- **WRITTEN INSTRUCTION A**
Answer these questions from the article on the White House Ramadan tradition:
(i) At which department did Rex Tillerson not host an Iftar dinner?
(ii) To which ABC News reporter did Donald Trump speak about the tradition during the campaign?
(iii) Which two earlier presidents does the article name as having observed the tradition?
- **WRITTEN INSTRUCTION B**
Write a continuation of the article on the White House Ramadan tradition, picking up after its final sentence.

- **EXCERPTED TEXT**
....

For the first time in over two decades, the White House did not host an Iftar or Eid celebration dinner to mark the month of Ramadan, the Muslim holiday in which believers fast during the day.
Hosting an Eid celebration or Iftar dinner has been a White House tradition since 1966, when the then-first lady Hillary Clinton hosted the first Eid dinner.
Iftar dinners usually involve the White House inviting prominent members of the Muslim community to break their fast at the White House. The tradition has been observed by both Barack Obama and George Bush, with Donald Trump being the first to break tradition.
Secretary of State Rex Tillerson also broke with tradition by not hosting an Iftar dinner at the State Department during Ramadan, as has happened for the past two decades.
Last year during the campaign trail the-then Presidential candidate Donald Trump told ABC News’ Jonathan Karl, that he would not be opposed to the tradition and would be open to continuing it.

....

(Point-based annotation data)
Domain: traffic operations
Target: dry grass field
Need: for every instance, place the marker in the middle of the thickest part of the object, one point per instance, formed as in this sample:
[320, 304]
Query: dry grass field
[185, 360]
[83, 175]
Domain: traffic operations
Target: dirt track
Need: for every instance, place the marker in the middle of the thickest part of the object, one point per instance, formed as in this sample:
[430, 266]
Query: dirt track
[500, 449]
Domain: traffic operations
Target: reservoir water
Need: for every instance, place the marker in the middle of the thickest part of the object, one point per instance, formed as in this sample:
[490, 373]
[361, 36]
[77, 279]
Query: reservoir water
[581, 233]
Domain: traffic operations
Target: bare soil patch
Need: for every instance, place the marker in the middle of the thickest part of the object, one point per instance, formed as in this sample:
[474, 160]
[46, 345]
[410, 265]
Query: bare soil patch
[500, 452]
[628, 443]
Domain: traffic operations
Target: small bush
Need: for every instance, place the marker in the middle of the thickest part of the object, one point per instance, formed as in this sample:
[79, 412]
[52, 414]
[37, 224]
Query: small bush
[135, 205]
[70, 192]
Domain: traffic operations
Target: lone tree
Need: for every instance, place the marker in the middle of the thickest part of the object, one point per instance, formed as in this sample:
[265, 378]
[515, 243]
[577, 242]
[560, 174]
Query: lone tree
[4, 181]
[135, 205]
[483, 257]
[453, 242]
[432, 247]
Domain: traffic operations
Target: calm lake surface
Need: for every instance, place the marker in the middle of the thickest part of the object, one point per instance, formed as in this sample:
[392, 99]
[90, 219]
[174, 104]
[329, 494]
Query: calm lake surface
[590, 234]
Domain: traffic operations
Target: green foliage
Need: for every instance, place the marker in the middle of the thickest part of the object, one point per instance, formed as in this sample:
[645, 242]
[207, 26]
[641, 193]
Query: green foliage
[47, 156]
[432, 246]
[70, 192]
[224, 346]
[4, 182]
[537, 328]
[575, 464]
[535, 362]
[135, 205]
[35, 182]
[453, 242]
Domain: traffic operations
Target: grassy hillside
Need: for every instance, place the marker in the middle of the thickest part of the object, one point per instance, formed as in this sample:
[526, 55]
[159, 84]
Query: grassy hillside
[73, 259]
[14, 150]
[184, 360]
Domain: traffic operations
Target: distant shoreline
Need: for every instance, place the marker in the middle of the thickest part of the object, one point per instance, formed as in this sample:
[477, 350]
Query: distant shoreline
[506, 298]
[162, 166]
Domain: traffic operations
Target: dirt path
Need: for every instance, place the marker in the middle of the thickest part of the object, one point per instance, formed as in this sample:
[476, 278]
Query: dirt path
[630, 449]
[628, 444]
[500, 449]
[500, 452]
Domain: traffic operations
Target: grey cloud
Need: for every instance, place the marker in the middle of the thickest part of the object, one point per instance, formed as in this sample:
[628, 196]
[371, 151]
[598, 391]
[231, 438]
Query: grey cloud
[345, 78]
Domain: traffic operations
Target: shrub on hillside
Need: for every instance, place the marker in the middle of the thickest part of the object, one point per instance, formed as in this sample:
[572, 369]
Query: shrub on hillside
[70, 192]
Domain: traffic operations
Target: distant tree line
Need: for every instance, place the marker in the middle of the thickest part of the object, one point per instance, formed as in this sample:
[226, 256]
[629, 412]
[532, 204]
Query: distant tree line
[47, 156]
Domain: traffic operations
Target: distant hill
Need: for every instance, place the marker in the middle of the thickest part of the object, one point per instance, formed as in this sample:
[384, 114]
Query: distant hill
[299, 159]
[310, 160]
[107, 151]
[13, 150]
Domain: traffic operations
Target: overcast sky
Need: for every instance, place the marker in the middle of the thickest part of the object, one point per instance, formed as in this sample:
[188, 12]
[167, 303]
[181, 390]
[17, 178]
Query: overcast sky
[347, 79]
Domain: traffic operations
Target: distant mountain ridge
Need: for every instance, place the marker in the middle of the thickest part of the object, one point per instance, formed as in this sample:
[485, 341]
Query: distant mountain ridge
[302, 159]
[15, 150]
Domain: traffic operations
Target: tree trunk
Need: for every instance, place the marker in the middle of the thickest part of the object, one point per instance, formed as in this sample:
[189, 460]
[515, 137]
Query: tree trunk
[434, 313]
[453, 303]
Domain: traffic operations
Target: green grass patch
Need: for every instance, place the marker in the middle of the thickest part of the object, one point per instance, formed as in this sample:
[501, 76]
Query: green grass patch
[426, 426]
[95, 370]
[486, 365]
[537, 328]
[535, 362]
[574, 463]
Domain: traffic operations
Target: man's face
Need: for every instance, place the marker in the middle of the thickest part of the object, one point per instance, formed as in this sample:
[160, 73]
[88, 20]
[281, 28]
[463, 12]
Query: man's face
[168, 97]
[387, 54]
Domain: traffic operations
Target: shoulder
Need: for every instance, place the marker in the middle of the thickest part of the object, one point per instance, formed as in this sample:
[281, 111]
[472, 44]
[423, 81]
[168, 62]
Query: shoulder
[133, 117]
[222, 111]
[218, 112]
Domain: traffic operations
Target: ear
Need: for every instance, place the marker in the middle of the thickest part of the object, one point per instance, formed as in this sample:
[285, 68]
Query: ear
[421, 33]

....

- **ANSWER A**
(i) The State Department
(ii) Jonathan Karl
(iii) Barack Obama and George Bush

- **ANSWER B**
“It wouldn’t bother me. It wouldn’t bother me,” Trump said last June. “It’s not something I’ve given a lot of thought to but it wouldn’t bother me.”
The President was aware of the celebration as he and the first lady issued a statement in which he recognised
the Eid al-Fitr holiday that marks the end of Ramadan.
“On behalf of the American people, Melania and I send our warm greetings to Muslims as they celebrate Eid al-Fitr,” the statement reads. “During this holiday, we are reminded of the importance of mercy, compassion, and goodwill. With Muslims around the world, the United States renews our commitment to honor these values.”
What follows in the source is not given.